Liste des tâches
(1) Pourriez-vous recopier mot pour mot le passage de l'extrait sur la Lancia Delta, en commençant par « Ce n’est pas » et en allant jusqu'à « bêtes de course. » ?
(2) Pouvez-vous poursuivre l'extrait sur la Lancia Delta HF Integrale à partir de l'endroit où il s'arrête ?

Extrait proposé

◆ ◆ ◆ ◆ ◆ ◆ ◆

Timeless Addict vous présente aujourd’hui une légende du monde des rallyes, la Lancia Delta HF Integrale. Qui ne connaît pas cette auto mythique, une italienne au look bien à elle, qui nous a fait rêver dans notre jeunesse, enfin pour ceux qui, comme moi, ont dépassé la quarantaine.

J’ai donc pris rendez-vous avec l’histoire en me mettant au volant de sa déclinaison la plus emblématique, la Delta HF Integrale « Evoluzione 2 », ou tout simplement « Evo 2 » pour les connaisseurs. Une auto brute et au charme fou.

Ce n’est pas la première auto des années 80/90 qu’on vous présente et c’est souvent en lien avec la compétition. Rappelez-vous nos articles sur la BMW M3 E30 ou la Ford Escort RS Cosworth. C’était une époque formidable où les voitures de Madame et Monsieur Tout-Le-Monde se transformaient en bêtes de course.

◆ ◆ ◆ ◆ ◆ ◆ ◆

Données fournies

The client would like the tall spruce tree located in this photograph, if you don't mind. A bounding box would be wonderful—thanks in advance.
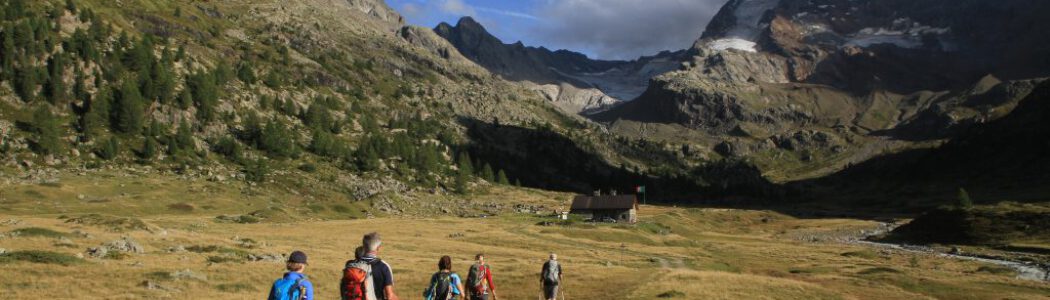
[33,105,63,155]
[112,80,146,133]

◆ ◆ ◆ ◆ ◆ ◆ ◆

Résultats
(1)
Ce n’est pas la première auto des années 80/90 qu’on vous présente et c’est souvent en lien avec la compétition. Rappelez-vous nos articles sur la BMW M3 E30 ou la Ford Escort RS Cosworth. C’était une époque formidable où les voitures de Madame et Monsieur Tout-Le-Monde se transformaient en bêtes de course.

(2)
Une époque qui a clairement marqué mon adolescence. Je pense que mon père doit également se souvenir du nombre de fois où je lui ai suggéré d’opter pour l’une ou l’autre de ces autos. Ce qu’il avait fait en achetant un jour une Subaru Legacy Turbo mais c’est une autre histoire.

Avant de parler en détails de cette Delta HF Integrale produite entre 1987 et 1993, il convient de rappeler comment Lancia en est arrivé à décliner sa berline compacte lancée en 1979 en une auto de rallye.

Au milieu des années 80, le monde des rallyes s’est vu amputé d’une catégorie hallucinante, les Groupes B, dont les autos devenaient trop puissantes et donc trop dangereuses. Lancia participait alors au Championnat du monde des rallyes avec tout d’abord la 037, puis la Delta S4. J’espère d’ailleurs que nous aurons l’occasion de vous en parler un jour car le règlement du Groupe B imposait la production de 200 exemplaires minimum et il existe ainsi des versions « Stradale », pour la route donc.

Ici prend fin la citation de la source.